> **НАБОР ЗАДАНИЙ**
[1] Согласуются ли с текстом о гипотезе Соссюра утверждения (а), (б) и (в)? На каждое ответьте «да» или «нет» и точно процитируйте решающие слова текста. (а) Соссюру удалось доказать свою гипотезу. (б) Описанная Соссюром форма действительна только для древнейшей поэзии. (в) Старобинский и лингвисты сводят гипотезу Соссюра к нулю.
[2] Перепишите дословно отрывок из текста о гипотезе Соссюра от слов "Просто этот шифр, который" до слов "универсальной языковой деятельности.".

Вся аргументация Старобинского сводится к одному: либо (если следовать гипотезе Соссюра) поэт есть не более чем обсессивный фор­малист, либо то, что он делает, делается и в любой речи, и тогда обсессией страдает уже сам Соссюр: все, что он якобы открыл, — это просто ретроспективная иллюзия исследователя, поскольку «любая сложная структура предоставляет наблюдателю достаточно элементов, из кото­рых он может выбрать некое на вид осмысленное подмножество и ко­торое ничто не мешает априори связать с какой-нибудь логической или хронологической традицией». Бедный Соссюр, ему всюду мерещились анаграммы, и эти свои фантомы он приписывал поэтам!

А вот Старобинский и лингвисты — они ничем не грезят; бес­конечно проверяя гипотезу Соссюра, они сводят ее к нулю. Для это­го достаточно было прицепиться к ее содержанию (выводу о слове-теме, о его позитивной фигуративной форме, о его метаморфозах), вместо того чтобы судить о ней по ее форме. Задача поэзии — не в производстве и даже не в комбинаторных вариациях на тему какого-то поддающегося идентификации «подмножества». В этом случае она действительно хорошо включалась бы в универсальный режим дис­курса (только тогда совершенно неясно, в чем необходимость поэзии, в чем особенность ее статуса и в чем особое наслаждение, присущее этому режиму речи в отличие от дискурсивного режима). Задача по­эзии — служить порогом необратимости для любого термина или темы, именно в ходе анаграмматической работы. И тогда достовер­ность или недостоверность существования слова-темы оказывается ложной проблемой — не потому, что, согласно Старобинскому, любая речь артикулируется как своего рода шифр или формула, а потому, что при любом ответе на этот вопрос формой поэзии является унич­тожение такого шифра. И эта описанная Соссюром форма действи­тельна для любой поэзии, как новейшей, так и древнейшей. Принцип уничтожения шифра сохраняет всю свою четкость даже в том случае, если само существование этой формулы невозможно проверить1 .

1 Примерно так же обстоит дело и с гипотезой об инстинкте смерти у Фрейда — по его собственному признанию, не поддающейся окончательной кли­нической проверке, зато революционной по своей форме, как принцип функциони­рования психического аппарата и как антилогос.

Просто этот шифр, который в архаической поэзии мог принимать форму слова-темы, в поэзии современной может оказаться всего лишь неким сочетанием знаковых элементов, не поддающимся выделению как таковое, или даже буквой или формулой — навсегда потерянной, как у Леклера, или бессознательной, или «знаковым дифференциа­лом», о котором пишут в «Тель кель». Какова бы ни была эта форму­ла, главное — рассматривать поэзию не как способ ее появления, а как способ ее исчезновения. В этом смысле и хорошо, что Соссюру не удалось доказать свою гипотезу: проверив ее содержание, он сде­лал бы не такой радикальной ее форму. Лучше неудача и головокру­жение Соссюра, в которых все-таки сохраняется необходимость по­эзии, чем всяческие банальности, которые довольствуются поэзией как фактом универсальной языковой деятельности.

Данные локализации: одна точка на каждый экземпляр

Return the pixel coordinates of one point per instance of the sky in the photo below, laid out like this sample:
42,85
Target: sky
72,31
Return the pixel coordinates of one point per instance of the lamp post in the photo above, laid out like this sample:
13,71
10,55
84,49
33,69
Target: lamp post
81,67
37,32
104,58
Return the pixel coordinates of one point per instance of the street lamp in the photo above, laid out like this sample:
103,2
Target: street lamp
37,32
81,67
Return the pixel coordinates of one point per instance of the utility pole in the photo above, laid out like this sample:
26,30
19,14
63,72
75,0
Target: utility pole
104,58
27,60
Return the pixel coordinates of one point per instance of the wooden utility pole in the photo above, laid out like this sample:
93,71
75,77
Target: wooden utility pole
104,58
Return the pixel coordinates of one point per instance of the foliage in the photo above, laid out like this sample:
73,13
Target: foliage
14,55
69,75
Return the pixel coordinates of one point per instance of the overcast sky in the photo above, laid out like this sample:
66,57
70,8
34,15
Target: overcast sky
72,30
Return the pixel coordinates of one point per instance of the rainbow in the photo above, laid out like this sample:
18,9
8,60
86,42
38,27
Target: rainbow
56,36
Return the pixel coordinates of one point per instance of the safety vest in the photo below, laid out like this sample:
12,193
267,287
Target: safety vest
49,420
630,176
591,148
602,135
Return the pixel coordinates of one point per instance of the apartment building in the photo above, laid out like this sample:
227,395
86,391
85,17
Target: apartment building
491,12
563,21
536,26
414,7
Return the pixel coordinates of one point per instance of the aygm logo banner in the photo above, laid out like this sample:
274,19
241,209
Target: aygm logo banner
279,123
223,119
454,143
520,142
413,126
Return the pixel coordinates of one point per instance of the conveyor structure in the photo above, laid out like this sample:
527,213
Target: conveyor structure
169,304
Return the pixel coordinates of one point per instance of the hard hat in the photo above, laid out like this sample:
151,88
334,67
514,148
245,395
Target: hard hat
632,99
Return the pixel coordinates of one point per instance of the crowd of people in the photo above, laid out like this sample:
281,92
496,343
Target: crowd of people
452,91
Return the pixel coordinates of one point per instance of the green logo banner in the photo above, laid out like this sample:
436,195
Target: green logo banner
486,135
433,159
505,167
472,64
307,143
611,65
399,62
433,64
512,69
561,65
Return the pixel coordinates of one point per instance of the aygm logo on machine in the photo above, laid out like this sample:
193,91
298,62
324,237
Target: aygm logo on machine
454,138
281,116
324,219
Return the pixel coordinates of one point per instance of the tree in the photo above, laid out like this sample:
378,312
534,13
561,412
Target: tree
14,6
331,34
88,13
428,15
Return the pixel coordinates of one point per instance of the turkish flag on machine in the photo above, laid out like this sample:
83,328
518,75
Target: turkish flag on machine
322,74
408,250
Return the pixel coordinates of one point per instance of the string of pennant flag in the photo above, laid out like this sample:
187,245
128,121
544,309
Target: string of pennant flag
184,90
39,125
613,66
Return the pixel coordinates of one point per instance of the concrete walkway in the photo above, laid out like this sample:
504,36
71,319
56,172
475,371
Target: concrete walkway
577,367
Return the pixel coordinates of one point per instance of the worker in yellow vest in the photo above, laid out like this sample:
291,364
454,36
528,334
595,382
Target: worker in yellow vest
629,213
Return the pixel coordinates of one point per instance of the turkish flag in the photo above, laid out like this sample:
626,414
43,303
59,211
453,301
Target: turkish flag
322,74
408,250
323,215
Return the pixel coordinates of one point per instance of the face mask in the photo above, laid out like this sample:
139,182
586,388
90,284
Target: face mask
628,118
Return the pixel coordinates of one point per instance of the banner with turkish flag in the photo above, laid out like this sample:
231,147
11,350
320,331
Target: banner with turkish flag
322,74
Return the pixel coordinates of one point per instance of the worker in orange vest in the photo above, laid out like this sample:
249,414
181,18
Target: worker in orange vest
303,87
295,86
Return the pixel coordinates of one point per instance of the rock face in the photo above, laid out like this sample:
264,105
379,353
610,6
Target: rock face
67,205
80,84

> **ИТОГИ УПРАЖНЕНИЯ**
[1]
(а) Нет: «Соссюру не удалось доказать свою гипотезу».
(б) Нет: «для любой поэзии, как новейшей, так и древнейшей».
(в) Да: «они сводят ее к нулю».

[2]
Просто этот шифр, который в архаической поэзии мог принимать форму слова-темы, в поэзии современной может оказаться всего лишь неким сочетанием знаковых элементов, не поддающимся выделению как таковое, или даже буквой или формулой — навсегда потерянной, как у Леклера, или бессознательной, или «знаковым дифференциа­лом», о котором пишут в «Тель кель». Какова бы ни была эта форму­ла, главное — рассматривать поэзию не как способ ее появления, а как способ ее исчезновения. В этом смысле и хорошо, что Соссюру не удалось доказать свою гипотезу: проверив ее содержание, он сде­лал бы не такой радикальной ее форму. Лучше неудача и головокру­жение Соссюра, в которых все-таки сохраняется необходимость по­эзии, чем всяческие банальности, которые довольствуются поэзией как фактом универсальной языковой деятельности.